Count the lines in the data below that contain the string "skyscraper", and reply with the number only.

□ □ □ □ □ □ □

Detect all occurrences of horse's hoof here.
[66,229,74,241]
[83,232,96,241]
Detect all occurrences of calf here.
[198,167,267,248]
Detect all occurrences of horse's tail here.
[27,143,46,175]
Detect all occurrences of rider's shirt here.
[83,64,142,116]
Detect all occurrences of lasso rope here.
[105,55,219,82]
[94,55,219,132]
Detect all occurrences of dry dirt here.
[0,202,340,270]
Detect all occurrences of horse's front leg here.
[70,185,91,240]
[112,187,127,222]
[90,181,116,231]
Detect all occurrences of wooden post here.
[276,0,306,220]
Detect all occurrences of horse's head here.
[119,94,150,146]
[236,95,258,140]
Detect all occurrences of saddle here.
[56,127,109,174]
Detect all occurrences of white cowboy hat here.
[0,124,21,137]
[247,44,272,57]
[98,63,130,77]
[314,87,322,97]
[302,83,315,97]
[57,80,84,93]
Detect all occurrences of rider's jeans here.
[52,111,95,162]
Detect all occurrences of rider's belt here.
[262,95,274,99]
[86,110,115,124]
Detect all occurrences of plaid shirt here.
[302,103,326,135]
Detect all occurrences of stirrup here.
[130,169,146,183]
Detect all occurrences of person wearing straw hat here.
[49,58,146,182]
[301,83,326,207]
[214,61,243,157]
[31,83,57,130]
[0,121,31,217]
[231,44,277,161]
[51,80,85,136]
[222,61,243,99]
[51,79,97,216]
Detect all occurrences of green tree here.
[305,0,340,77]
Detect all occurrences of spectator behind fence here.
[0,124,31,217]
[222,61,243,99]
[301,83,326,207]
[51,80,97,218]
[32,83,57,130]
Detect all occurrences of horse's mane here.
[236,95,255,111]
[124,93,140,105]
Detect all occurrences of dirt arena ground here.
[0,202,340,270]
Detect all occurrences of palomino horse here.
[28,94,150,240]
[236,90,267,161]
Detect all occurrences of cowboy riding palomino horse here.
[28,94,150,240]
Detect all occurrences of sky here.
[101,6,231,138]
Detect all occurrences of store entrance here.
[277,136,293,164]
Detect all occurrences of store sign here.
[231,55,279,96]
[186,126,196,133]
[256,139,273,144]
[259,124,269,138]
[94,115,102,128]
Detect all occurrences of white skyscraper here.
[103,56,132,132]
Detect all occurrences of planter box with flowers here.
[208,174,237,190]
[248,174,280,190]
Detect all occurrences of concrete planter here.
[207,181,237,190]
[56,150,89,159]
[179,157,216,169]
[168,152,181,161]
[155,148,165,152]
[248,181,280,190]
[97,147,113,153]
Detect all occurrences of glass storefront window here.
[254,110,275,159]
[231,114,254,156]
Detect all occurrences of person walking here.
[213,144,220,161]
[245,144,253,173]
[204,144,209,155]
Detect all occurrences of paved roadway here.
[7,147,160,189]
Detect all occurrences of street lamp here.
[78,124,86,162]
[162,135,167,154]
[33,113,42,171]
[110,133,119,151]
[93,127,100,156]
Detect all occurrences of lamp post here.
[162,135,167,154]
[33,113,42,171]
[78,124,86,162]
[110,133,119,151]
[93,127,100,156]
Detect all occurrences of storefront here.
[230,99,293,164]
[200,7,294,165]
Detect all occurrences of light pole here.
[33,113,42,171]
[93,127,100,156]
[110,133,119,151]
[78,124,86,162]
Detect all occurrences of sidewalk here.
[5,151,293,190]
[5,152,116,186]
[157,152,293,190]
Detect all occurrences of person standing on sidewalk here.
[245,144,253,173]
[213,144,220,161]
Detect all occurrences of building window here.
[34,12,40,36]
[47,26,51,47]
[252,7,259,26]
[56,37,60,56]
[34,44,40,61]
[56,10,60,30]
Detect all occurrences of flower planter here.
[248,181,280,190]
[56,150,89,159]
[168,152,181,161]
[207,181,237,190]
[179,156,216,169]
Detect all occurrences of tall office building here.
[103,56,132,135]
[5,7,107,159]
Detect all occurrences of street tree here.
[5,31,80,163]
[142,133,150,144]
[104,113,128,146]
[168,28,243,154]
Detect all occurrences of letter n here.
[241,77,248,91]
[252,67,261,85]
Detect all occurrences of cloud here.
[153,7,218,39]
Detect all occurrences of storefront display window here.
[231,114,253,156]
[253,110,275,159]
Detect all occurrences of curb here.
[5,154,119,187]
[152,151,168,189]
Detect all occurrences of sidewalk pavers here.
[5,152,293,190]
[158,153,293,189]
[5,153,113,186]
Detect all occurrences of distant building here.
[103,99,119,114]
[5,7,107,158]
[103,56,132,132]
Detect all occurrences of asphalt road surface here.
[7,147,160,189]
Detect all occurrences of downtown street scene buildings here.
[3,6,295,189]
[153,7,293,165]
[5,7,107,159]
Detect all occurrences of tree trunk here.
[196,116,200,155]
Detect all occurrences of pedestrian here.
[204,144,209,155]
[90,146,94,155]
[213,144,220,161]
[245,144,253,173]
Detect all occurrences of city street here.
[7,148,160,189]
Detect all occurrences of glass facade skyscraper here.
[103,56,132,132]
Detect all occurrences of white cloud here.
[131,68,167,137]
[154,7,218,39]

□ □ □ □ □ □ □

● Answer in full: 2